Exercise passage:
..........
Recap of the Alberta Native Trout Science Workshop

Barrier lake research station photo credit ashley meek

A large group of native trout experts representing the provincial and federal governments, local universities, the forest and mining industry, NGOs, as well as international experts from south of the border, gathered at a research station in Kananaskis for three days packed with presentations and discussions about all aspects of trout science.

Hosted at the University of Calgary’s Barrier Lake Research Station from February 1–3 and was co-sponsored by the Office of the Chief Scientist and fRI Research. The goal was to go deep into what we know and what we still need to learn about Alberta’s native trout populations.

There were sessions on trout monitoring and recovery efforts, disease, angling, climate impacts, invasive species, and cumulative effects. After supper, attendees met for freewheeling discussions that went for hours into the night and resulted in the development of new working groups between participants that will continue long after the event.

fRI Research Water and Fish Program Lead Dr. Barry White was careful to note that this workshop was urgently needed.

“The majority of our native trout populations within Alberta’s foothills region are trending towards extirpation, a stunning decline which has often been referred to as the silent decline. Accordingly, our newly created Water and Fish Program has outlined a simple threefold strategy to contribute to trout recovery rooted in the principles of sustainable forest management: understand the threats and mechanisms contributing to population declines, identify the means to best mitigate these threats, and develop new knowledge that contributes to science informed policy.”
..........
Dataset:
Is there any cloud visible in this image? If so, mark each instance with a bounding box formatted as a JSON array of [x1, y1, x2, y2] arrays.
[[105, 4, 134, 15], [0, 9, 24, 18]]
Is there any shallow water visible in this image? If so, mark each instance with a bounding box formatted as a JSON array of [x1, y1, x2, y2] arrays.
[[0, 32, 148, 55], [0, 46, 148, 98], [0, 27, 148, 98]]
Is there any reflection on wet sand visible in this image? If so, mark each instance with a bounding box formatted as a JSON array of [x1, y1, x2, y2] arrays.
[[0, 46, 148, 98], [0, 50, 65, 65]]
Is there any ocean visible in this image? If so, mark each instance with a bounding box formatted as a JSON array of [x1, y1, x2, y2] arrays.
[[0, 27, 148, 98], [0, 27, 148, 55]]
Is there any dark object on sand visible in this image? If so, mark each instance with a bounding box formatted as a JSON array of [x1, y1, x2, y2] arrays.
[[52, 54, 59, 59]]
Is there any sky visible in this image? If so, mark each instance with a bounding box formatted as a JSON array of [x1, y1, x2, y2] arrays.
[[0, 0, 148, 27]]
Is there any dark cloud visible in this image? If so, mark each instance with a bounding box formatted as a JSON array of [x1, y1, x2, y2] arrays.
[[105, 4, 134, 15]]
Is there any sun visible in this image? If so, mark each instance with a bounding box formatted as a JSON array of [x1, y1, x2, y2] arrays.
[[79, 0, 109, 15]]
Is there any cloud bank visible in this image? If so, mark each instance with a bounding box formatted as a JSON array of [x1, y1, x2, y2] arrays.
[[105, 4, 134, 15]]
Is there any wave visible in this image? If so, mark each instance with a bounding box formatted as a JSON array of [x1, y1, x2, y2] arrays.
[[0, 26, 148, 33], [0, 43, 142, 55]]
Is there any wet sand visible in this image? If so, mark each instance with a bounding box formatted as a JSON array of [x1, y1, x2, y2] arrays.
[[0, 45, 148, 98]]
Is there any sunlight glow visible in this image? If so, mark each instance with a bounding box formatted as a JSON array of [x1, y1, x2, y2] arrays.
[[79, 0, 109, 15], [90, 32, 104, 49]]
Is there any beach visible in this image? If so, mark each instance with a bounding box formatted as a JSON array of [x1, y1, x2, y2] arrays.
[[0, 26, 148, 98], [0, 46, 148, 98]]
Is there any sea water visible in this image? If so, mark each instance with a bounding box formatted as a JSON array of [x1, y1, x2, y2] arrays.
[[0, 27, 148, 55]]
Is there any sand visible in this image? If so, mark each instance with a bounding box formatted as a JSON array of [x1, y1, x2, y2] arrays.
..........
Questions on the material:
[A] Can you transcribe the stretch of the trout workshop recap from "Hosted at the" through "was urgently needed."?
[B] Can you write the next part of the native trout workshop recap, starting after its last paragraph?

Your responses:
[A]
Hosted at the University of Calgary’s Barrier Lake Research Station from February 1–3 and was co-sponsored by the Office of the Chief Scientist and fRI Research. The goal was to go deep into what we know and what we still need to learn about Alberta’s native trout populations.

There were sessions on trout monitoring and recovery efforts, disease, angling, climate impacts, invasive species, and cumulative effects. After supper, attendees met for freewheeling discussions that went for hours into the night and resulted in the development of new working groups between participants that will continue long after the event.

fRI Research Water and Fish Program Lead Dr. Barry White was careful to note that this workshop was urgently needed.

[B]
There were speakers from throughout Alberta, joined by scientists from neighboring British Columbia, Idaho and Montana, “reinforcing the message that we are at our best, as solution driven researchers, when we work together through strong multi-interdisciplinary and cross-jurisdictional partnerships”.

Industrial operators from the forestry and mining industries were deeply engaged participants. According to White, “this sent a strong message that our partners are committed to contributing to the recovery of our native trout species, to science informed policy, and the development of wise and sustainable land use practices through knowledge discoveries”.

“The challenges we face are inherently complex and solutions may be difficult to implement,” says White. “They won’t be solved by one group. It’s going to take close collaborations. After all, we’re better, intellectually, when we share information and work as a team.”